Every variant of an enum has a tag, which is a primitive (integer) that represents the variant in memory. The type of this tag is selected with the #[repr(...)]
directive. The discriminant (Variant = {some_number}
) allows for the tag to be specified.
So in serialized form, a classic enum with purely unit variants can easily be represented as an integer as selected by the repr directive. The codegen for this would be a match statement corresponding the tag to the variant for deserialization and the variant to the tag for serialization:
Deserialize:
match tag {
0 => Bar::A,
0x10 => Bar::B(/* not implemented yet */),
0x20 => Bar::C {/* not implemented yet */},
}
Serialize:
match bar {
Bar::A => 0,
Bar::B(_) => 0x10,
Bar::C { _ } => 0x20,
}
Then, for any associated types of the variants, they can be serialized/deserialized in order:
match tag {
0 => Bar::A,
0x10 => Bar::B(bool::deserialize_iter(...)?),
0x20 => Bar::C { a: u8::deserialize_iter(...)?, b: f32::deserialize_iter(...)?},
}
There are some other minor considerations omitted here, like non-literal discriminants, tuple unpacking, etc.
So what is the size of this enum? Each variant definitely takes up a different amound of space:
Bar::A: #|XXXXX
^
tag
Bar::B: #|#XXXX
^ ^
tag bool
Bar::C: #|#####
^ ^^
tag u8 f32
#: 1 byte
X: unused
Well we need to treat the size of the enum as its maximum size. That way all variants fit.

○ ○ ○ ○

JOBS –
1. According to the excerpt on enum serialization, what size should the enum be treated as having?
2. List each variant of Bar in the excerpt on enum serialization, with the tag value it is matched to.
The data after this has no part in any of this work.

INFORMATION SHOWN –
○ ○ ○ ○

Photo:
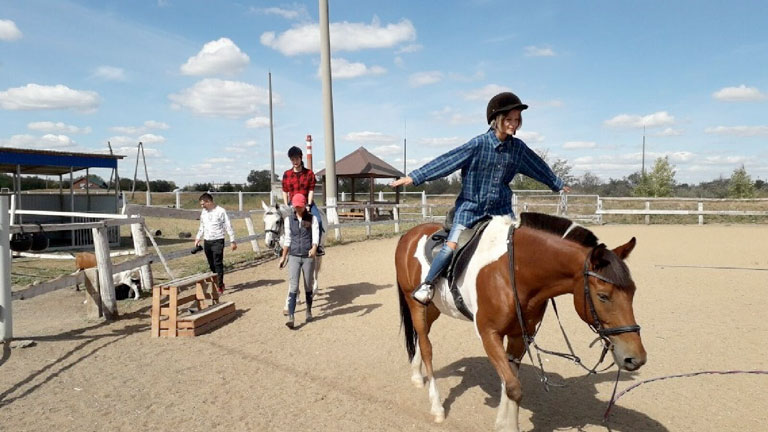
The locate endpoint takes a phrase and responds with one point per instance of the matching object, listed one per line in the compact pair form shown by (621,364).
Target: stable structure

○ ○ ○ ○

THE ANSWERS –
1. Its maximum size, so that all variants fit.

2.
Bar::A: 0
Bar::B: 0x10
Bar::C: 0x20